# SELECTION
Cricket Ireland
- Sport: Cricket
- Jurisdiction: Ireland; Northern Ireland;
- Abbreviation: CI
- Founded: 1923; 103 years ago
- Affiliation: International Cricket Council
- Affiliation date: 1993; 33 years ago
- Regional affiliation: ICC Europe
- Affiliation date: 1997; 29 years ago
- Location: Clontarf, Dublin Malahide, Dublin Stormont, Belfast Bready, Derry
- President: Bryan O'Donnell
- Chairman: Brian MacNeice
- CEO: Sarah Keane
- Men's coach: Gary Wilson
- Women's coach: Lloyd Tennant
- Sponsor: ITW Consulting, Certa, Macron, Fáilte Solar, DMG Media, Evoke, Ulster University
- Replaced: Previously called Irish Cricket Union

Official website
- www.cricketireland.ie
- Ireland

= Cricket Ireland =

Governing body of cricket in Republic of Ireland and Northern Ireland

Cricket Ireland (formerly the Irish Cricket Union) is the national governing body for cricket on the island of Ireland (both the Republic of Ireland and Northern Ireland), and oversees the national men's and women's cricket teams. It also organises the men's Inter-Provincial Series (which includes the Inter-Provincial Championship, Inter-Provincial Cup and Inter-Provincial Trophy), the women's Super Series, and three All-Ireland club competitions: Irish Senior Cup, National Cup and the All-Ireland T20 Cup. It achieved Test status for women in 2000, and for men in 2017 when it was made a Full Member of the ICC in June 2017.

==History==
An early forerunner of the Irish Cricket Union was formed in 1890, though its only function was to select the Irish international team. There is debate about what year should mark the official start of the Irish Cricket Union - in 1923 an embryonic entity was set up, but only two provincial unions (of four) were involved - namely the Leinster Cricket Union and the Northern Cricket Union. In 1927, all four provincial unions signed on (the Munster Cricket Union and the North West Cricket Union joined to make it four), so that year is considered a more appropriate anniversary. Its powers initially were strictly limited and it was reconstituted in 1933. Today, there are five provincial unions with the Connacht Cricket Union becoming a recognised provincial union in 2025.

Ireland was accepted as an Associate Member of the International Cricket Council on 6 July 1993.

In common with a number of other Ireland sporting governing bodies, the Union represents all of the island of Ireland, rather than just the Republic of Ireland. In common with its counterparts for rugby union and field hockey, the organisation, therefore, does not use the Irish tricolour, but instead employs its own flag.

# SUPPLIED DATA
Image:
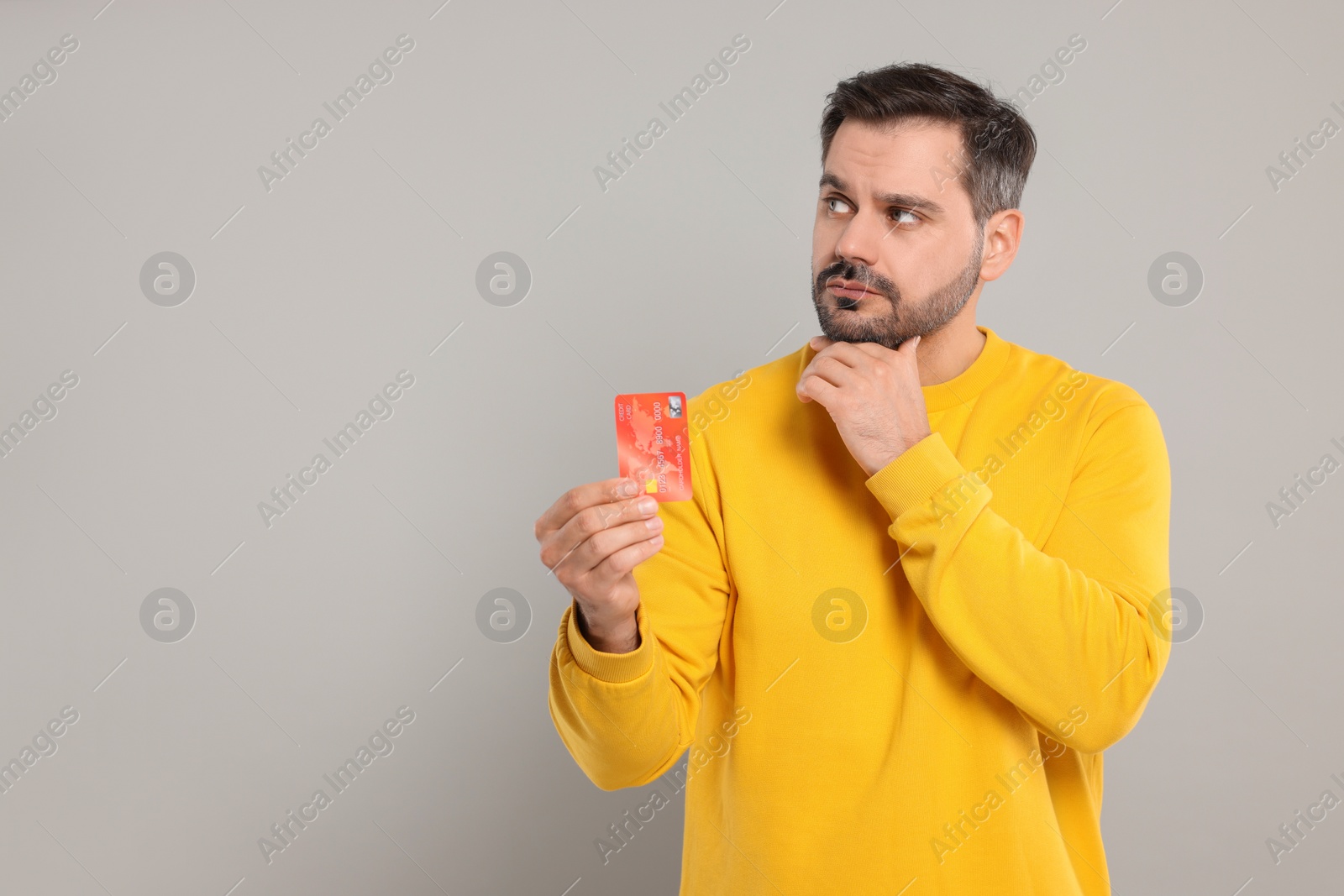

# WHAT TO PRODUCE
Please carry on the text about Cricket Ireland, starting after its last sentence. The material has no part in this.

# TASK OUTPUT
Ireland was initially among the teams in Division 1 of Associate Members of International Cricket Council who have One Day International and T20 International status.

Ireland's greatest cricketing success to date was to reach the Super 8 of the 2007 Cricket World Club following victory over Pakistan and a tied game with Zimbabwe in the groups stages. The most significant, and most publicised, success in a one-off match occurred four years later, with a three-wicket victory over England in the 2011 Cricket World Cup in which Kevin O'Brien scored the World Cup's fastest ever century and Ireland set a World Cup record with by "chasing" 327 runs. During 2007 World Cup Ireland had major success with their victory by three wickets over Pakistan in a 2007 Cricket World Cup group match.

The victory over Pakistan in 2007 was overshadowed by the sudden death of the Pakistan Coach Bob Woolmer that night. Ireland also managed to beat the West Indies in their prime in 1968 at Sion Mills, 25 years before Ireland were accepted as an associate by the ICC.

The Irish Cricket Union was formally dissolved and then formed afresh as a limited company on 3 February 2008, at its annual general meeting.

After success on the international stage, Cricket Ireland applied for Full Membership from the International Cricket Council. Ireland won the ICC World Twenty20 Qualifier 2008 and 2009 ICC World Cup Qualifier and qualified for 2009 World Twenty20 and 2011 Cricket World Cup. Full membership would allow Ireland to be a permanent One Day International and eventually grant them Test status.

In August 2011, Cricket Ireland announced its plans to put in place a first-class structure, which is a major achievement for the nation on their path to gaining Test status.

In 2012, Cricket Ireland announced that it had found the pathway to Test status for their tremendously successful men's team by 2020. Targets include an increase in the number of people playing the game in Ireland to 50,000, reaching eighth in the world rankings and establishing a domestic first-class structure. A number of commercial deals have been secured, allowing Ireland to unveil their strategic plan to 2015 and target their ultimate ambition of securing Test status.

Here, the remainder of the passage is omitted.